Work to complete: Copy out the entries below in full and exactly.

++++ Input data ++++

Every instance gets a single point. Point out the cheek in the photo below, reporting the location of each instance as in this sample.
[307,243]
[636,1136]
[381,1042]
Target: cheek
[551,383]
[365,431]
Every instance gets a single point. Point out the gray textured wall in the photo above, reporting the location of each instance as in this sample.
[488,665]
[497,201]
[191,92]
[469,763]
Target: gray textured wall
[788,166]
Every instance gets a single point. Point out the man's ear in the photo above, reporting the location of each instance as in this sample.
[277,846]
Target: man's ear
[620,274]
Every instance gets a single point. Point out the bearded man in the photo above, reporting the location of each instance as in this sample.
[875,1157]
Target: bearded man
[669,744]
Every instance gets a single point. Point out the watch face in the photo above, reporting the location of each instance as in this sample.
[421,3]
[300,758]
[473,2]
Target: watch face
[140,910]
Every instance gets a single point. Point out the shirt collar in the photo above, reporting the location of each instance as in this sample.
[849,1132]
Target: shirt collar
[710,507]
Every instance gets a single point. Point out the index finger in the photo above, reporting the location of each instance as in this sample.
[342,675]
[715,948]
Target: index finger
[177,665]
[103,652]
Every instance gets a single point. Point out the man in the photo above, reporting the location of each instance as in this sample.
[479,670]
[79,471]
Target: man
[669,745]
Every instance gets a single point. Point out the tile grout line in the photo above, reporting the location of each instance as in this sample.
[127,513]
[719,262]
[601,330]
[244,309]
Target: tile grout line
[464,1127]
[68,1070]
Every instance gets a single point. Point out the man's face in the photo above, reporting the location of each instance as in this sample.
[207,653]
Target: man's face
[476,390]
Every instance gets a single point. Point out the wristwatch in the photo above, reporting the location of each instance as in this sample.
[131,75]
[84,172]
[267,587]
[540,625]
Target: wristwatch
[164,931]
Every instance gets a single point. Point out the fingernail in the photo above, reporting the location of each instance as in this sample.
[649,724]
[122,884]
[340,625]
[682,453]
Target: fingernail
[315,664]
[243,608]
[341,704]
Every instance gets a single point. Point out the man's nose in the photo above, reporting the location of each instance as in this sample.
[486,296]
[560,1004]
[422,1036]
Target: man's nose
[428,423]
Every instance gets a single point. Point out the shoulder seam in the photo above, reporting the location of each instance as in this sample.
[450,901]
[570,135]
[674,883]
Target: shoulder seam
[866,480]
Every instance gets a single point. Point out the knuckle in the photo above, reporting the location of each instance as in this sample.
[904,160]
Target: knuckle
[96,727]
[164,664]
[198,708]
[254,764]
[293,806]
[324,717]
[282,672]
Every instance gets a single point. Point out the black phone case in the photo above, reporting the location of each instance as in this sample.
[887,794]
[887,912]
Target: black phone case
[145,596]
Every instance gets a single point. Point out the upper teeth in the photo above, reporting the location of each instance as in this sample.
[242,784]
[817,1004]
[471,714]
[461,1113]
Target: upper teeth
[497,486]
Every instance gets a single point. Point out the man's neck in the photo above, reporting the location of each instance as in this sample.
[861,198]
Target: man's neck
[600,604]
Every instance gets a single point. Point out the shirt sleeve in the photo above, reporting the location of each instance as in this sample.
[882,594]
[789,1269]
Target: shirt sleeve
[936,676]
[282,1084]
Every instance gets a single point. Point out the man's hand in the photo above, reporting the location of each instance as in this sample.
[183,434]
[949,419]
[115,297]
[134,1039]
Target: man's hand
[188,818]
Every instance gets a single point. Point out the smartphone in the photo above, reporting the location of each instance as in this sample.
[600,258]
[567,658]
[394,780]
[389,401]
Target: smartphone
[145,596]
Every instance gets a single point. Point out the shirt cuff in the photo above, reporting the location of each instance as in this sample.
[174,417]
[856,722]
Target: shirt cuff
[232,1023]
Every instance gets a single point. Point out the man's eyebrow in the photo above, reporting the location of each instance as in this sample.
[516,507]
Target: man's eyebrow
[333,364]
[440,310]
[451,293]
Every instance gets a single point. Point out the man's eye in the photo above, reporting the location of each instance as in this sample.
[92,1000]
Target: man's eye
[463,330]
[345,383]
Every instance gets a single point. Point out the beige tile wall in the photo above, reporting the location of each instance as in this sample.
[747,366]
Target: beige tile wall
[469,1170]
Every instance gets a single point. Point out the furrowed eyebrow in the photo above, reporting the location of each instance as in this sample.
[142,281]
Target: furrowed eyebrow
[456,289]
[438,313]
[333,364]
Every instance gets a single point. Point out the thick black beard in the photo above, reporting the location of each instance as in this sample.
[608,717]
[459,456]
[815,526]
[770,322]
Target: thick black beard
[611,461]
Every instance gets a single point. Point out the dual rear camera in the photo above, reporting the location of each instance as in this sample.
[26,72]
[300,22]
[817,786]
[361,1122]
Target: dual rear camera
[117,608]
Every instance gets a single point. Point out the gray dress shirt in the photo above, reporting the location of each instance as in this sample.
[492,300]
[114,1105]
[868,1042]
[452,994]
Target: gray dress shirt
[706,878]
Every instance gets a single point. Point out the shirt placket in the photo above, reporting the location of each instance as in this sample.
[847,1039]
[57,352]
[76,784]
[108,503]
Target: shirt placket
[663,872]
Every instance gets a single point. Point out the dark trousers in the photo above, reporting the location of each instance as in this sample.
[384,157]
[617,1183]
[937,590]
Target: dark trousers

++++

Complete answer:
Every instance gets a single point. Point out the cheek in the photo below, reporting the location of each instance as in this sample.
[307,243]
[636,1136]
[381,1042]
Target: cheek
[551,383]
[365,431]
Every instance gets a single point. Point out the gray textured wall in the photo above, reporting the location of each instance as in this sample.
[488,665]
[497,201]
[191,92]
[469,763]
Target: gray textured wall
[788,166]
Every instance gets a single point. Point out the man's ear in the photo above, reporting the location of each instance as in this sample.
[277,846]
Target: man's ear
[620,274]
Every instance gets a single point. Point out the bearded man in the photo above, reporting the location of each instance as in this sample.
[875,1157]
Target: bearded man
[669,744]
Every instance gets a single point. Point out the watch face in the photo above, reporting the location of each instance as in this sample.
[421,3]
[300,758]
[473,2]
Target: watch face
[140,910]
Every instance gets a single point. Point out the shirt collar in the photo above, reporting the location of each instance as in this sample.
[849,1132]
Target: shirt collar
[710,507]
Every instance gets a single point. Point out the index finger in the photo above, reporting the location of each instance as in this sample.
[342,675]
[715,948]
Target: index finger
[177,665]
[103,652]
Every instance gets a single point. Point out the man in the photo above, reporting the location of each instance as in this sample.
[479,670]
[79,471]
Target: man
[669,745]
Every instance gets a single point. Point out the tile grout line in the photo above, reporting the location of each instance as in this sample.
[127,513]
[719,262]
[601,330]
[244,309]
Target: tile grout line
[464,1127]
[68,1070]
Every instance gets a single point. Point out the man's face in the photo above, reporting the location of each instance as in this sample.
[207,653]
Target: man's face
[476,390]
Every instance gets a single point. Point out the wristwatch in the photo above, reporting the location of each instance as in this sample.
[131,75]
[84,172]
[267,587]
[540,625]
Target: wristwatch
[164,931]
Every instance gets a single point. Point out the fingernail in the photo above, reporting the location of each instance as in this sample.
[649,724]
[122,884]
[340,625]
[682,453]
Target: fingernail
[315,664]
[243,608]
[341,704]
Every instance gets a single point. Point out the man's nose in the photo above, reporting the location of each instance as in this sample.
[486,296]
[560,1004]
[422,1036]
Target: man's nose
[428,423]
Every instance gets a single point. Point out the shoulder seam in the photo above, reporting the location of each instance as in this sample.
[450,901]
[570,135]
[674,883]
Target: shoulder seam
[866,480]
Every instance gets a single point. Point out the knuckle in the photo above, reporting the location of each instance as in this sample.
[904,160]
Target: knuckle
[96,727]
[164,664]
[198,708]
[254,764]
[293,806]
[324,717]
[282,672]
Every instance gets a single point. Point out the black phone case in the photo above, reporting the location of each instance as in this sample.
[887,794]
[887,912]
Target: black phone case
[145,596]
Every instance gets a single point. Point out the upper teeth in the photo above, reporting the location of each instance as in this sample.
[242,784]
[817,1004]
[471,714]
[461,1113]
Target: upper teeth
[497,486]
Every instance gets a single point. Point out the man's neck in the photo above, reporting the location of each instance as in this sample.
[861,198]
Target: man's neck
[600,604]
Every instance gets a single point. Point out the shirt sleeve in the photo above, reporting the location of each instance as in this sample.
[882,594]
[789,1269]
Target: shirt sleeve
[936,676]
[282,1084]
Every instance gets a single point. Point out the man's hand in the photo above, reporting the location of each instance as in this sample.
[183,434]
[949,419]
[115,297]
[134,1039]
Target: man's hand
[188,818]
Every instance gets a single point. Point out the smartphone in the photo above, reporting the location of each instance as in this sample.
[600,258]
[567,658]
[394,780]
[389,401]
Target: smartphone
[145,596]
Every instance gets a single point. Point out the shirt cuff in the photo above, reporting the location of each instance as in this sample.
[174,417]
[856,722]
Target: shirt cuff
[232,1023]
Every instance gets a single point. Point out the man's eyebrow in the photo above, reporting the location of each instance as in this sample.
[516,507]
Target: man's eyebrow
[333,364]
[440,310]
[451,293]
Every instance gets a single point. Point out the man's eye in the photo above, reporting the location of each instance as in this sample.
[92,1000]
Target: man's eye
[463,330]
[345,383]
Every instance gets a single point. Point out the beige tile wall in the photo above, reporting the location of each instance as in this sample.
[747,366]
Target: beige tile wall
[469,1170]
Every instance gets a single point. Point out the furrowed eyebrow in the photo above, reporting the location of each instance as in this sample.
[142,281]
Target: furrowed eyebrow
[456,289]
[438,313]
[333,364]
Every instance gets a single point. Point out the thick black beard in the photo above, reporting the location of each instance as in this sample.
[608,717]
[459,456]
[815,526]
[770,322]
Target: thick black beard
[611,461]
Every instance gets a single point. Point out the dual rear camera in the photo above, reporting the location of each instance as in this sample.
[26,72]
[300,22]
[817,786]
[361,1122]
Target: dual rear camera
[117,608]
Every instance gets a single point. Point out the gray dress shirt in the photo above, reporting the location of each instance as in this sample.
[492,300]
[114,1105]
[868,1042]
[452,994]
Target: gray dress shirt
[706,878]
Every instance gets a single point. Point out the shirt placket in the photo above, reporting the location of each instance as in this sample.
[847,1039]
[57,352]
[76,784]
[108,503]
Target: shirt placket
[663,872]
Every instance gets a single point. Point out the dark trousers in the photo above, reporting the location of each instance as in this sample.
[384,157]
[617,1183]
[937,590]
Target: dark trousers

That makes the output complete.